--- Start of Record set ---

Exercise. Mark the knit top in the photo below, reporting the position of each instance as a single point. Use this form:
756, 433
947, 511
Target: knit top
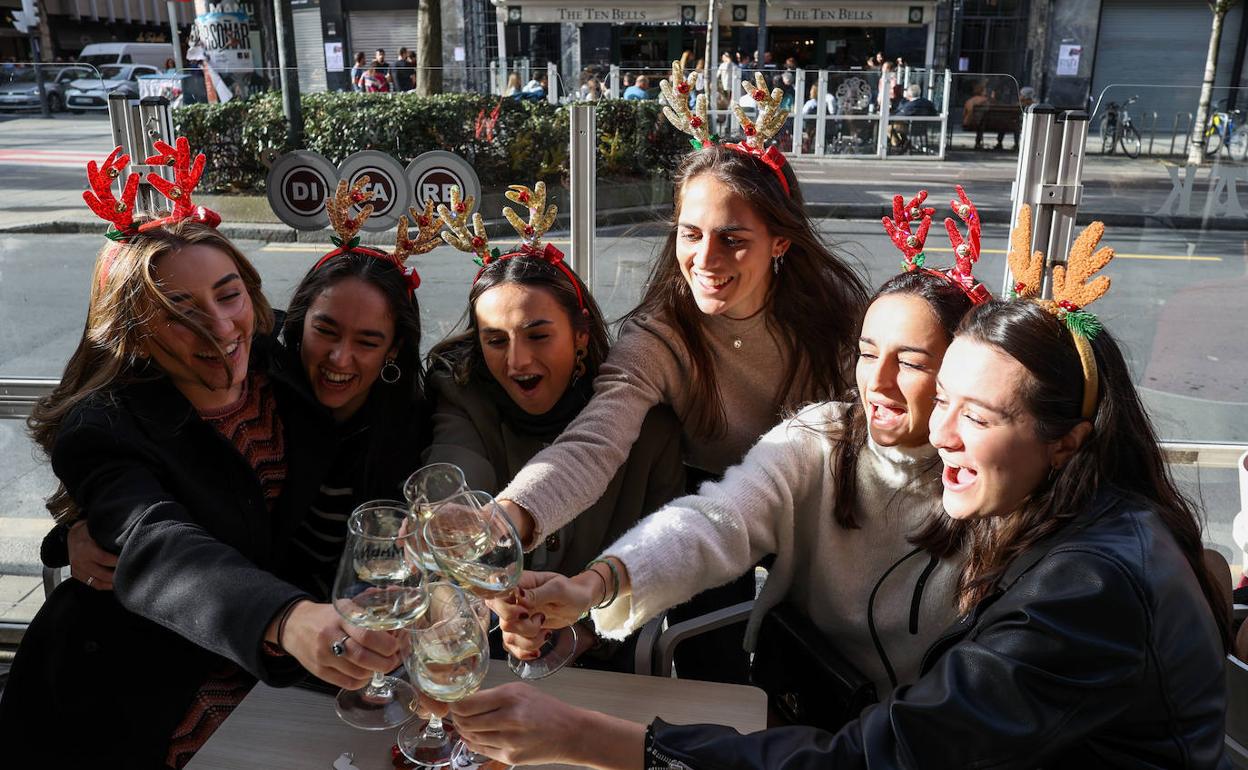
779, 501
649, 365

--- End of Record set ---
--- Start of Record set ---

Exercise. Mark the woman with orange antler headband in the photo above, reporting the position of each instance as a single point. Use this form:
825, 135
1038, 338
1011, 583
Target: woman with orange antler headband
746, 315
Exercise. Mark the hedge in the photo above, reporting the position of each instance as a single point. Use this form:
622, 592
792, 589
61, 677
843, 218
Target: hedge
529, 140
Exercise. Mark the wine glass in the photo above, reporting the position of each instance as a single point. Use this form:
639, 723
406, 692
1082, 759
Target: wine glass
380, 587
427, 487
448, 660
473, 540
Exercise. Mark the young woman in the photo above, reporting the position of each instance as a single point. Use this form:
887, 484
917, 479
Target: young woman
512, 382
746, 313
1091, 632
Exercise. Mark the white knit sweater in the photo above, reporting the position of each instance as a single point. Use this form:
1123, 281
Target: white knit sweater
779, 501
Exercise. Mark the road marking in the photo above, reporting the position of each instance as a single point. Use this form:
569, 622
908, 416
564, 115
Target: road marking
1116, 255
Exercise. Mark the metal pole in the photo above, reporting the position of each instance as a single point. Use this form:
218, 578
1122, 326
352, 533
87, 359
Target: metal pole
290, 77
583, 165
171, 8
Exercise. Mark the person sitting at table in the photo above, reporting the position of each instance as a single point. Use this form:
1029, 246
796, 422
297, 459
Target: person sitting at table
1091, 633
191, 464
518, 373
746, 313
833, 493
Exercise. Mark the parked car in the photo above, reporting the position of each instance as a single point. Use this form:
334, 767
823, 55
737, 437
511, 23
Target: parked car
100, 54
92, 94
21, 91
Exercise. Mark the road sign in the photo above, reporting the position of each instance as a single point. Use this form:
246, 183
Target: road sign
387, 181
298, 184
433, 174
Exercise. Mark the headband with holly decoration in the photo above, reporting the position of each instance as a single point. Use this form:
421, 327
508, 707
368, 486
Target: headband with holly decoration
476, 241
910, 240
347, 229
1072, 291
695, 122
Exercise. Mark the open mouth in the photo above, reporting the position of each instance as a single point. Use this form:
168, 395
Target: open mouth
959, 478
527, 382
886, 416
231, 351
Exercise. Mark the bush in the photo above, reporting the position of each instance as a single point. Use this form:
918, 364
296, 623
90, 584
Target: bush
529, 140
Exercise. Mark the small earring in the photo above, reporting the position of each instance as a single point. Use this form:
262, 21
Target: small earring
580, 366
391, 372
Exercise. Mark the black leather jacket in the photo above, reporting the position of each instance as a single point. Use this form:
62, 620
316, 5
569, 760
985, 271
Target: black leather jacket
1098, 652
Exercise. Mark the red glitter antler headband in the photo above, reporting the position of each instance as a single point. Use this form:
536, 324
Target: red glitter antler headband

--- End of Record set ---

*Direction*.
Rewrite the part of the listing that opens with the line containing "Exercise. Mark the bush" and closes with the line containing "Target: red glitter antler headband", changing "position" to "location" and leaving everything else as it stands.

*Problem solution*.
Exercise. Mark the bush in the photo above, reporting the location of each instance as a single point. Use this form:
918, 364
296, 623
90, 584
Target: bush
529, 140
Exercise. Mark the small earring in the photo above, reporting the location of each instance as a single point. Use this form:
262, 21
Target: small earring
580, 366
391, 372
Exercise. Mark the black leather jacket in the photo above, reporting the location of each instance as a single point. Use this form:
62, 620
316, 5
569, 760
985, 271
Target: black leather jacket
1098, 652
Exercise. Mark the red glitter antler headband in the photo above, reporting the location of each instance as a single point. Use this form:
536, 324
Target: red glitter antler headband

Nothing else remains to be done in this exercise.